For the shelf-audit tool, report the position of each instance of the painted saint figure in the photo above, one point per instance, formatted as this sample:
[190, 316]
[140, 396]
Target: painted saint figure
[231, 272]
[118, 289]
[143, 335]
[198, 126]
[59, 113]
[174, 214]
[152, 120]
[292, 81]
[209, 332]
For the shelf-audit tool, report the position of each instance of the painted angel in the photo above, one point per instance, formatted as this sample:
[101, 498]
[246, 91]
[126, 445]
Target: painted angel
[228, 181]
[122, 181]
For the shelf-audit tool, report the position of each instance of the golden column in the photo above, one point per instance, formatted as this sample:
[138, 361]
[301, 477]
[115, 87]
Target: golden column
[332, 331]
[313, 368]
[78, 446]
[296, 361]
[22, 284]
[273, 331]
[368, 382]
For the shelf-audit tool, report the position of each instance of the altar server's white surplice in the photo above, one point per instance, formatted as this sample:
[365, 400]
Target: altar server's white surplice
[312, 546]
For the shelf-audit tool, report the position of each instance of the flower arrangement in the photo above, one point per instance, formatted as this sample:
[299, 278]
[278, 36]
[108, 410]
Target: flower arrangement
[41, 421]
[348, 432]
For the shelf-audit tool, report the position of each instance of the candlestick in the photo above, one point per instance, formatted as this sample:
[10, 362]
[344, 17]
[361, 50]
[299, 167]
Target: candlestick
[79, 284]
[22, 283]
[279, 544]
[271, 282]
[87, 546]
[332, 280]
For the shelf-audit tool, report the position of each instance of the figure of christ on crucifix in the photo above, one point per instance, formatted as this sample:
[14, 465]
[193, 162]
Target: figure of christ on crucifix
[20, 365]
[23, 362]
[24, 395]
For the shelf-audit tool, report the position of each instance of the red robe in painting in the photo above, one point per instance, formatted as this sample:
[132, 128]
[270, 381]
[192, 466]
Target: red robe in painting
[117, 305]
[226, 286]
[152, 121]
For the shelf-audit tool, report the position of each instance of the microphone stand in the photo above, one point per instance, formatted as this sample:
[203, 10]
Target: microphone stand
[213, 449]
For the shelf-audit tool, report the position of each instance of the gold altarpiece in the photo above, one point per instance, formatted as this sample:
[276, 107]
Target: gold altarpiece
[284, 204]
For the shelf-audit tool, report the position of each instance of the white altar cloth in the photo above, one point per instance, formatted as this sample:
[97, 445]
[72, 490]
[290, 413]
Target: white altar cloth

☆ ☆ ☆ ☆ ☆

=== EXERCISE DESCRIPTION ===
Retype the material in full, keeping each line exactly as it is.

=== OUTPUT OF THE EXERCISE ===
For the shelf-audit tool, report the position of each instance of the painted saint figure in the photo above, one point per instance, formatted as this sample:
[190, 316]
[140, 396]
Target: painted saint figure
[231, 272]
[118, 289]
[143, 335]
[198, 126]
[59, 113]
[174, 214]
[152, 120]
[292, 81]
[209, 332]
For the shelf-audit tool, report the position of each instance of the painted angel in the photo above, one point per instance, formatted as this sample:
[101, 498]
[246, 91]
[126, 445]
Target: painted angel
[228, 181]
[122, 181]
For the shelf-audit tool, report the position of each instance of the golden column in the photo above, one point per instance, formatted as this sample:
[138, 361]
[301, 477]
[115, 87]
Target: golden column
[332, 331]
[313, 368]
[78, 446]
[296, 361]
[22, 284]
[273, 331]
[368, 382]
For the shelf-audit tool, report the position of each instance of the altar server's white surplice in the photo above, one point per instance, formatted as this sample:
[365, 400]
Target: altar server's white surplice
[312, 546]
For the shelf-audit tool, report the position of each instance of the flower arrangement in the photo above, one point per instance, formatted as this sample:
[299, 278]
[278, 36]
[108, 410]
Target: flower arrangement
[41, 421]
[348, 432]
For the shelf-audit tool, report the position of each instance of the candlestick in the photo above, one point per instance, formatted as this sample:
[10, 362]
[344, 17]
[361, 50]
[299, 167]
Target: candlestick
[79, 284]
[22, 283]
[279, 544]
[271, 282]
[87, 546]
[332, 280]
For the shelf-audit tool, report the position of each instance of the figure of christ on crucifix in the photo above, one point per instance, formatted as this sample:
[14, 465]
[193, 162]
Target: figure of christ on crucifix
[20, 365]
[23, 362]
[24, 395]
For the shelf-audit tool, report the position of each instance of the red robe in painting in the photo above, one point per instance, formatted as this sample:
[132, 128]
[270, 381]
[192, 466]
Target: red robe in painting
[117, 305]
[226, 286]
[152, 121]
For the shelf-audit tool, report the position of each instance of the microphone stand in the photo above, one point per instance, formatted as this sample:
[203, 10]
Target: microphone stand
[213, 449]
For the shelf-audit tool, report the position of each instance of the gold altarpiece in the photo above, one point per instance, formatted as this sample:
[276, 107]
Target: gold altarpiece
[284, 204]
For the shelf-audit tool, report the position of each instance of the white altar cloth in the photo above, one point per instance, formatted as this sample:
[97, 445]
[72, 490]
[290, 413]
Target: white altar cloth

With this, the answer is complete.